START TASK INPUTS

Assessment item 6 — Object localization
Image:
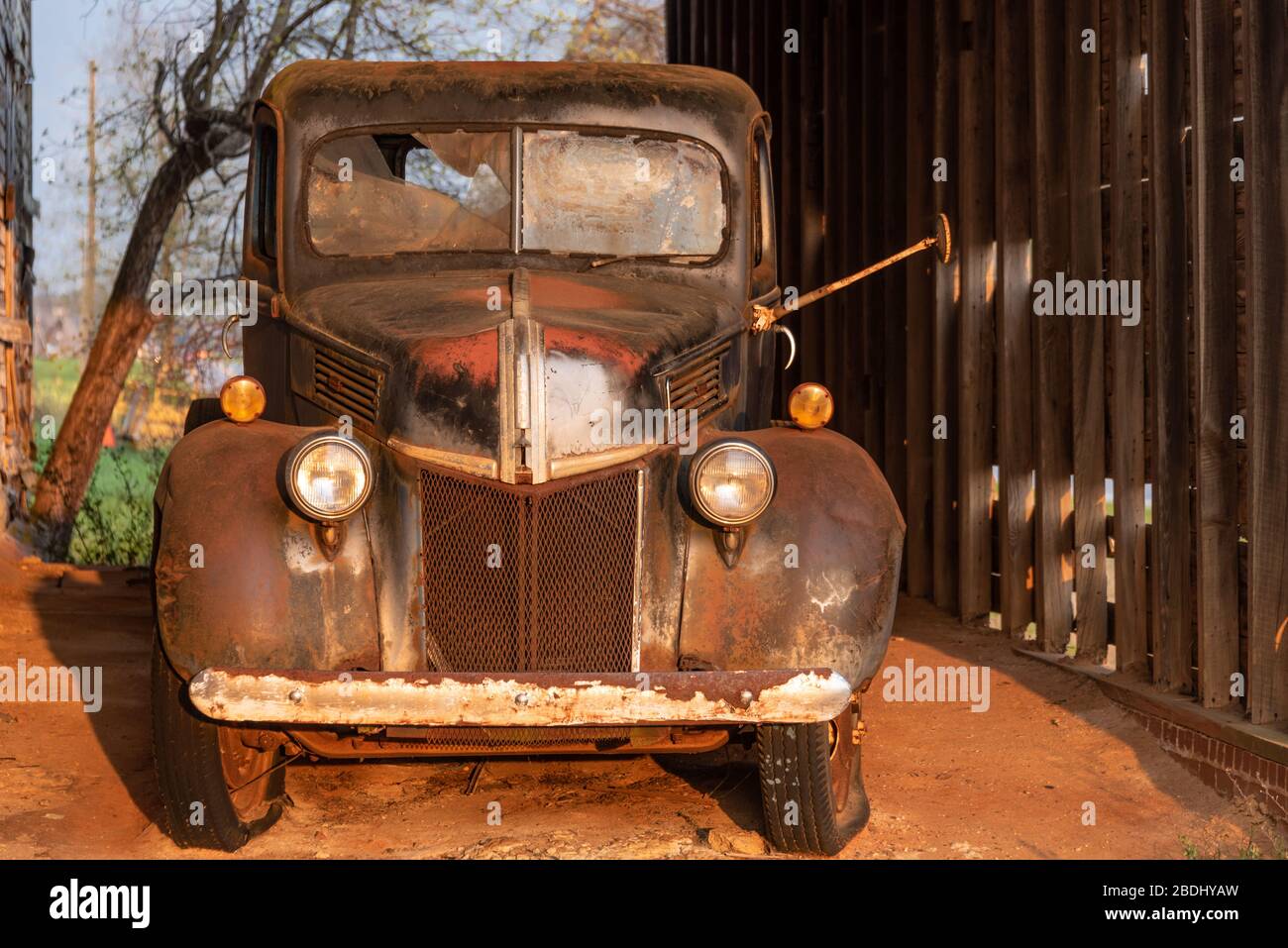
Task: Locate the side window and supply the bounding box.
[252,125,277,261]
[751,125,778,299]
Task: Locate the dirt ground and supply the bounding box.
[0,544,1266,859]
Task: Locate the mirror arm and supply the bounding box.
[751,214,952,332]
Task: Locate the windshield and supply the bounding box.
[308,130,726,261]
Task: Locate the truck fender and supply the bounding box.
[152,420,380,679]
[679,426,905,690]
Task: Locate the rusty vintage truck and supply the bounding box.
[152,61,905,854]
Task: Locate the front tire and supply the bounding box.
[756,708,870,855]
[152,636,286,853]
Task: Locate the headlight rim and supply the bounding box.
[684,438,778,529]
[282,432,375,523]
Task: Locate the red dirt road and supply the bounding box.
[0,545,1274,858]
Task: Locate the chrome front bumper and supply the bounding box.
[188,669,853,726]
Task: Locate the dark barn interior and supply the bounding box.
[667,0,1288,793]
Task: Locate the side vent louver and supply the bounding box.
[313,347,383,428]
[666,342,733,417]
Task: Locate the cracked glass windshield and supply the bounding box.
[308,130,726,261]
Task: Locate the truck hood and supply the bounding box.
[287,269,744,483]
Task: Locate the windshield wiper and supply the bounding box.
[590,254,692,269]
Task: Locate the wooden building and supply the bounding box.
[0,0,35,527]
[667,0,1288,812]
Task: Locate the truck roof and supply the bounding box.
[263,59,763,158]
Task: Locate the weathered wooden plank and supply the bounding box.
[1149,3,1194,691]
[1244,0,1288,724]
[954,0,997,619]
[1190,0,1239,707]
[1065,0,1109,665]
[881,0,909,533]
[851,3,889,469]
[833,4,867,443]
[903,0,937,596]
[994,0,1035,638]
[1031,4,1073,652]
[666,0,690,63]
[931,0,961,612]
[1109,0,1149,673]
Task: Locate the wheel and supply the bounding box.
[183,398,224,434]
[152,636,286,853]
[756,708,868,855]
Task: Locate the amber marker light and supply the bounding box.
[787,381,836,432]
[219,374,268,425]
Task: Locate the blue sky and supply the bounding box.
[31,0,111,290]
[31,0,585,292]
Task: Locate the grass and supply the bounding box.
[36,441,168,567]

END TASK INPUTS

▶ PROMPT: Rescale the items starting at the line containing "Task: Locate the windshield and" and ending at the line containing "[667,0,1288,793]". Give every line in that stretch again, requests included, with each bounding-box coordinate in the answers multiplied by 0.3 and rounded to a whole number, halves rounded up.

▶ FULL SOLUTION:
Task: Locate the windshield and supply the bounding box.
[92,39,218,78]
Task: Locate the truck fender and supply the bounding box.
[46,126,114,204]
[204,128,272,207]
Task: Locate the rusty vintage truck and supply the bounding box.
[46,18,272,256]
Task: Locate the front tire and supply the bounding box.
[227,212,261,257]
[46,191,86,256]
Task: Locate the headlight rim and supply the bounding box.
[205,131,233,159]
[85,130,113,157]
Task: Locate the red dirt road and supply the bounding box.
[0,164,382,257]
Task: Locate the chrome front bumper and supply the bounding box.
[56,201,256,218]
Task: Locate the dark barn interior and supply the bounding box.
[200,0,386,238]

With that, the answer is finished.